#### Supplied records:

━━━━

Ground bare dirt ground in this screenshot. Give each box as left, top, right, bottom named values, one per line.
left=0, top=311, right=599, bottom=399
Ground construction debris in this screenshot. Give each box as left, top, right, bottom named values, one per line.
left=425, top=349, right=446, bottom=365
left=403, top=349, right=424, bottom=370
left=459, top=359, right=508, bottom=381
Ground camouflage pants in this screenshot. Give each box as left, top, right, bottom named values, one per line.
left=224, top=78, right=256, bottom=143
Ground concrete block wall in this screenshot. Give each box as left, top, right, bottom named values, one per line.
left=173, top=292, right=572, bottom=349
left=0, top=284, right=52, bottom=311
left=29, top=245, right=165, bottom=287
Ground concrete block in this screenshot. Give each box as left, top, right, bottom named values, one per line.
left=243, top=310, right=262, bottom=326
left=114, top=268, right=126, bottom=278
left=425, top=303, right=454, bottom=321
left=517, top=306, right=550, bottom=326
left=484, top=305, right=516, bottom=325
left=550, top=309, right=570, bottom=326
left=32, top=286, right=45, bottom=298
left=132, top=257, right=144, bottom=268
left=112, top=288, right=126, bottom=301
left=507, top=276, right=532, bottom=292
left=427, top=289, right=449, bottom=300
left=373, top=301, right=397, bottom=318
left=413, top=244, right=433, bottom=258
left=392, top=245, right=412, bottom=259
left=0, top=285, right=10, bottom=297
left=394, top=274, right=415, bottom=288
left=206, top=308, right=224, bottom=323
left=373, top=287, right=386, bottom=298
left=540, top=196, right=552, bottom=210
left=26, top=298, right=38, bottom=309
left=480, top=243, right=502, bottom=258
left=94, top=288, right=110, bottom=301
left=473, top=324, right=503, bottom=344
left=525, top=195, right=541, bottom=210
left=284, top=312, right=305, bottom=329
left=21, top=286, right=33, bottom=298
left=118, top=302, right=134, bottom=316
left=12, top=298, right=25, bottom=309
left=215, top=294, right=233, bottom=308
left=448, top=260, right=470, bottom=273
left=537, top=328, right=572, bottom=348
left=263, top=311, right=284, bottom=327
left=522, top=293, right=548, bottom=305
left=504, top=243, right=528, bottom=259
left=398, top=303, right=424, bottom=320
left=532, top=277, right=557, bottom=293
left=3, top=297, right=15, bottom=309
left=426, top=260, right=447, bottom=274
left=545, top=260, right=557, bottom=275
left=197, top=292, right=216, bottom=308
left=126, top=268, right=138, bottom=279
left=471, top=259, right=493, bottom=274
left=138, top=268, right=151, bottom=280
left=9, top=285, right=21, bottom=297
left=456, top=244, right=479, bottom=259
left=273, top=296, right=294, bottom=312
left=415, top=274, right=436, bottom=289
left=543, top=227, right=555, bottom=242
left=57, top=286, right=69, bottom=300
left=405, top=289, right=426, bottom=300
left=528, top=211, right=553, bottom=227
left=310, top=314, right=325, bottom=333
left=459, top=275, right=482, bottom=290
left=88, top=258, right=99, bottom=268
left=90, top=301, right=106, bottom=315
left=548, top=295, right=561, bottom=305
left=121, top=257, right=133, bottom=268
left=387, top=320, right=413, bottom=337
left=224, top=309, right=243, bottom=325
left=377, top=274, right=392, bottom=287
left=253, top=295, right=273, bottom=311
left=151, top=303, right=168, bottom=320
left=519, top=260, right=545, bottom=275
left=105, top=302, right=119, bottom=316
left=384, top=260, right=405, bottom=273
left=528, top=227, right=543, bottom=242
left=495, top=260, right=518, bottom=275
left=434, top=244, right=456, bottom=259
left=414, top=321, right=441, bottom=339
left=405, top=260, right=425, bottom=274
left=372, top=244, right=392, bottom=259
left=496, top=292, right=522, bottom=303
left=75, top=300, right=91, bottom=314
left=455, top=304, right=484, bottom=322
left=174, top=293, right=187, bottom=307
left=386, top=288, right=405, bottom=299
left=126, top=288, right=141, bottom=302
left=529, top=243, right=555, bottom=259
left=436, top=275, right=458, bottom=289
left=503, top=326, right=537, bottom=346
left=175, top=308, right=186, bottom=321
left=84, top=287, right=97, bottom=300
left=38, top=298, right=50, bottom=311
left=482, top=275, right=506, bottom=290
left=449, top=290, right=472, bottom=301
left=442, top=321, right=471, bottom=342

━━━━

All of the data above should be output exactly.

Ground bare dirt ground in this screenshot. Give each box as left, top, right, bottom named values, one per line.
left=0, top=311, right=599, bottom=399
Ground construction debris in this screenshot. Give each box as left, top, right, bottom named values, one per line.
left=425, top=349, right=446, bottom=365
left=403, top=349, right=424, bottom=370
left=459, top=359, right=508, bottom=381
Ground camouflage pants in this screenshot. Give each box as left, top, right, bottom named values, one per line.
left=224, top=78, right=256, bottom=143
Ground concrete block wall in this screenshot. Give each box as left, top, right, bottom named values, one per line.
left=173, top=292, right=572, bottom=349
left=0, top=284, right=52, bottom=311
left=29, top=245, right=165, bottom=287
Ground concrete block in this screenshot. Give each box as left, top, right, bottom named values, one per line.
left=243, top=310, right=262, bottom=326
left=114, top=268, right=126, bottom=278
left=425, top=303, right=454, bottom=321
left=517, top=306, right=550, bottom=326
left=484, top=305, right=516, bottom=325
left=550, top=309, right=570, bottom=326
left=32, top=286, right=45, bottom=298
left=132, top=257, right=144, bottom=268
left=112, top=288, right=126, bottom=301
left=507, top=276, right=532, bottom=292
left=427, top=289, right=449, bottom=300
left=373, top=301, right=397, bottom=318
left=413, top=244, right=433, bottom=258
left=392, top=245, right=412, bottom=259
left=0, top=285, right=10, bottom=297
left=394, top=274, right=415, bottom=288
left=206, top=308, right=224, bottom=323
left=373, top=287, right=386, bottom=298
left=540, top=196, right=552, bottom=210
left=26, top=298, right=38, bottom=309
left=480, top=243, right=502, bottom=258
left=94, top=288, right=110, bottom=301
left=473, top=324, right=503, bottom=344
left=525, top=195, right=541, bottom=210
left=284, top=312, right=305, bottom=329
left=21, top=286, right=33, bottom=298
left=118, top=302, right=134, bottom=316
left=12, top=298, right=25, bottom=309
left=215, top=294, right=233, bottom=308
left=448, top=260, right=470, bottom=273
left=537, top=328, right=572, bottom=348
left=263, top=311, right=284, bottom=327
left=522, top=293, right=548, bottom=305
left=504, top=243, right=528, bottom=259
left=398, top=303, right=424, bottom=320
left=532, top=277, right=557, bottom=293
left=3, top=297, right=15, bottom=309
left=426, top=260, right=447, bottom=274
left=545, top=260, right=557, bottom=275
left=197, top=292, right=216, bottom=308
left=126, top=268, right=138, bottom=279
left=471, top=259, right=493, bottom=274
left=138, top=268, right=151, bottom=280
left=9, top=285, right=21, bottom=297
left=456, top=244, right=479, bottom=259
left=273, top=296, right=294, bottom=312
left=415, top=274, right=436, bottom=289
left=543, top=227, right=555, bottom=242
left=57, top=286, right=69, bottom=300
left=405, top=289, right=426, bottom=300
left=528, top=211, right=553, bottom=227
left=310, top=314, right=325, bottom=333
left=459, top=275, right=482, bottom=290
left=88, top=258, right=99, bottom=268
left=90, top=301, right=106, bottom=315
left=548, top=295, right=561, bottom=305
left=121, top=257, right=133, bottom=268
left=387, top=320, right=413, bottom=337
left=224, top=309, right=243, bottom=325
left=377, top=274, right=392, bottom=287
left=253, top=295, right=273, bottom=311
left=151, top=303, right=168, bottom=320
left=519, top=260, right=545, bottom=275
left=105, top=302, right=119, bottom=316
left=384, top=260, right=405, bottom=273
left=528, top=227, right=543, bottom=242
left=495, top=260, right=518, bottom=275
left=434, top=244, right=456, bottom=259
left=414, top=321, right=441, bottom=339
left=405, top=260, right=425, bottom=274
left=372, top=244, right=392, bottom=259
left=496, top=292, right=522, bottom=303
left=75, top=300, right=91, bottom=314
left=455, top=304, right=484, bottom=322
left=174, top=293, right=187, bottom=307
left=386, top=288, right=405, bottom=299
left=126, top=288, right=141, bottom=302
left=529, top=243, right=555, bottom=259
left=436, top=275, right=458, bottom=289
left=503, top=326, right=537, bottom=346
left=175, top=308, right=186, bottom=321
left=84, top=287, right=97, bottom=300
left=38, top=298, right=50, bottom=311
left=482, top=275, right=506, bottom=290
left=449, top=290, right=472, bottom=301
left=442, top=321, right=471, bottom=342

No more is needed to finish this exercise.